- DATA ROWS
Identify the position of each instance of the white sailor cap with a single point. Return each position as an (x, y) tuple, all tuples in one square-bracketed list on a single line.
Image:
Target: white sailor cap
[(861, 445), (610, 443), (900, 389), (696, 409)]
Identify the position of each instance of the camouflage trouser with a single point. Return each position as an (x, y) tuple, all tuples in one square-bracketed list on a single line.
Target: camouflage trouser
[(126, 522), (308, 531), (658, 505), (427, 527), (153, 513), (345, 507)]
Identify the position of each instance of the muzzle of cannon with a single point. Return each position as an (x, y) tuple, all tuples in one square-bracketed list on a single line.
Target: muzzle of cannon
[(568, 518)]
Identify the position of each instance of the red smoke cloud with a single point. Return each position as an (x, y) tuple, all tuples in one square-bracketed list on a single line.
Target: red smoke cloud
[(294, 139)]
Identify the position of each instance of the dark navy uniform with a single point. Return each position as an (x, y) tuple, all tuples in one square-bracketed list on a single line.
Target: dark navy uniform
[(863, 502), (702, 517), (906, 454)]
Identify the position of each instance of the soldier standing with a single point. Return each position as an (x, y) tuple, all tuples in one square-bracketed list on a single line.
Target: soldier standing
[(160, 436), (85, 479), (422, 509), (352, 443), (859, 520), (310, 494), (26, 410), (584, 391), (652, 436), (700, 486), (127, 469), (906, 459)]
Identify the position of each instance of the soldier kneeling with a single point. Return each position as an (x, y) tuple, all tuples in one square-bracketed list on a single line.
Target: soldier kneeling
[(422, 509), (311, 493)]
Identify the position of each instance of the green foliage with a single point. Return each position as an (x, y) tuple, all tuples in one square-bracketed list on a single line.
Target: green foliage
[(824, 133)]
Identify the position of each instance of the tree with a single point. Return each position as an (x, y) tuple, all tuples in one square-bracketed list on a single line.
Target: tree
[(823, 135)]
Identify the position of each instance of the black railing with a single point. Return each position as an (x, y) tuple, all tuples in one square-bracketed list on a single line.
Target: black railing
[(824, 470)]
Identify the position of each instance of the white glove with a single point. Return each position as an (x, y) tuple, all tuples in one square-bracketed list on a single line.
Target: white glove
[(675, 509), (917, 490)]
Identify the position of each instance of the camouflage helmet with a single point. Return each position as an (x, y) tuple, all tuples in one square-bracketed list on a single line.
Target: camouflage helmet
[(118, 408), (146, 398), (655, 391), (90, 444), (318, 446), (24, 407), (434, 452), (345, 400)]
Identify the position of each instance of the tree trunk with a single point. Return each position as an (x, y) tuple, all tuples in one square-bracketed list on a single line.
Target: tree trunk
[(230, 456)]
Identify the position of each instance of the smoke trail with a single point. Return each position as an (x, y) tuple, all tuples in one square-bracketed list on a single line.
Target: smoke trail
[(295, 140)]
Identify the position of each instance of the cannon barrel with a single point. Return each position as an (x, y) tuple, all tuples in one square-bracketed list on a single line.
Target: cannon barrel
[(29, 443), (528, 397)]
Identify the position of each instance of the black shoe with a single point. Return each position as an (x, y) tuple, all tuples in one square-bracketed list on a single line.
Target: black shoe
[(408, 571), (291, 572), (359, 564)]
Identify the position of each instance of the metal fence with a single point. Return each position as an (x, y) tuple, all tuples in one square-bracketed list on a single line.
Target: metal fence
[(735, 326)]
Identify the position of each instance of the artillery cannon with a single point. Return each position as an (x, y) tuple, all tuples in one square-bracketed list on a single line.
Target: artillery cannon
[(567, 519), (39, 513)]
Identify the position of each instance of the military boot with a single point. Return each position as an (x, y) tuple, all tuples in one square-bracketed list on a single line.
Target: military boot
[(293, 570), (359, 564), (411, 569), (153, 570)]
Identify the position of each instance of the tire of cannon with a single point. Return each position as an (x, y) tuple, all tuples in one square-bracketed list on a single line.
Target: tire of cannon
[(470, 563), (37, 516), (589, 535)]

- EXERCISE
Rewrite all of the entries above, putting "howitzer" wherever "cannon" appears and leaving everything else unchanged.

- TASK RESULT
Identify the position of each instance of the white sailor cap with a single point. Return each position as an (x, y) tuple, all tuples in one square-bracketed list on a single line.
Image:
Target: white sailor cap
[(861, 445), (610, 443), (900, 389), (696, 409)]
Identify the position of each instance of the camouflage trouser with a single point. Return each position as an (x, y) tuple, all tuples in one square-bracketed list on a single line.
Target: camouflage trouser
[(126, 522), (308, 531), (658, 505), (427, 527), (153, 513), (345, 507)]
Identify the position of each instance of the muzzle of howitzer with a single point. Return each position as an (x, y) tuple, all tuples in one square-bracketed list on a single line.
Target: muzzle of howitzer
[(568, 518)]
Identify the position of each instance of the red smoke cloud with a single point. Return each position as an (x, y) tuple, all tuples in one square-bracketed list on a single line.
Target: red smoke cloud
[(294, 139)]
Identify the position of each instance of the dark navy uniform with a single point. Return each position as an (x, y) tuple, all tuples in one square-bracketed list on a single line.
Target: dark navy uniform
[(863, 502), (702, 517), (906, 454)]
Identify the position of each instance of the soldier standing with a single point. Return each position as an (x, y) tuple, all tuples in one square-bracketed list on a single line.
Target: soldier standing
[(160, 436), (85, 479), (422, 509), (352, 443), (859, 520), (310, 494), (26, 410), (584, 391), (652, 436), (700, 486), (127, 469), (906, 459)]
Identify the position of each instance of the soldier kneeling with a single point. Return each position as an (x, y) tuple, all tuples in one square-bracketed list on a single line.
Target: soldier kneeling
[(422, 509), (311, 493)]
Identify the position of each instance of the green foliage with a single point. Return each position as an (x, y) tuple, all tuples in one square-bracketed list on a single line.
Target: green foliage
[(824, 133)]
Identify the position of each instance of the tree with a single point. Return each position as an (x, y) tuple, all tuples in one square-bracketed list on a single line.
Target: tree
[(823, 135)]
Identify the position of each instance of the black railing with a single point. Return each position as an (x, y) tuple, all tuples in one square-bracketed list on a single line.
Target: black railing
[(824, 470)]
Identify the position of each instance of the white glove with a single point. Return each position as an (x, y) tuple, all tuples in one square-bracketed list on a single line.
Target: white glove
[(675, 509), (917, 490)]
Identify the position of each instance of the camouflage helmet with a single point. Return each position as an (x, y) tuple, all tuples in one square-bracketed list on a single line.
Target: camouflage helmet
[(118, 408), (146, 398), (655, 391), (90, 444), (318, 446), (24, 407), (434, 452), (345, 400)]
Identify the position of each instance of the tree trunk with a single point. Return each position as an (x, y) tuple, all tuples in one square-bracketed list on a single line.
Target: tree trunk
[(230, 456)]
Identify the position of each instance of the smoke trail with a single point. Return each position as an (x, y) tuple, all tuples in one square-bracketed list on a single line.
Target: smoke trail
[(295, 140)]
Identify the position of each instance of the howitzer barrel with a single point. Return each position as an (x, y) tuple, all tuples in one square-bracketed list on a single line.
Target: howitzer barrel
[(29, 443), (528, 397)]
Identify the position of each instance of the black shoe with a single point. Return each position as an (x, y) tuple, all tuples in one square-bracketed list on a single line.
Target: black shoe
[(408, 571), (291, 572), (359, 564)]
Identify the position of each instance of the metal fence with a single point. Return each position as an (x, y) tuple, all tuples in one square-bracketed list on a single line.
Target: metal fence
[(735, 326)]
Identify the position of each instance of the artillery howitzer with a single point. Return each position as an (x, y) tuple, all tuples in one square-bracketed list on a single line.
Target: artillery howitzer
[(567, 519), (39, 513)]
Identify the position of each instance of the military boot with a single point. Return each position as an (x, y) tuple, all tuples in one square-bracketed list on a single line.
Target: military boot
[(293, 570), (359, 564), (411, 569), (153, 570)]
Identify the position of each instance of the tire of howitzer with a single point. Return each position as an (x, y) tuple, all tuples in one square-bracketed list on a single line.
Target: tire of howitzer
[(470, 563), (37, 516), (589, 535)]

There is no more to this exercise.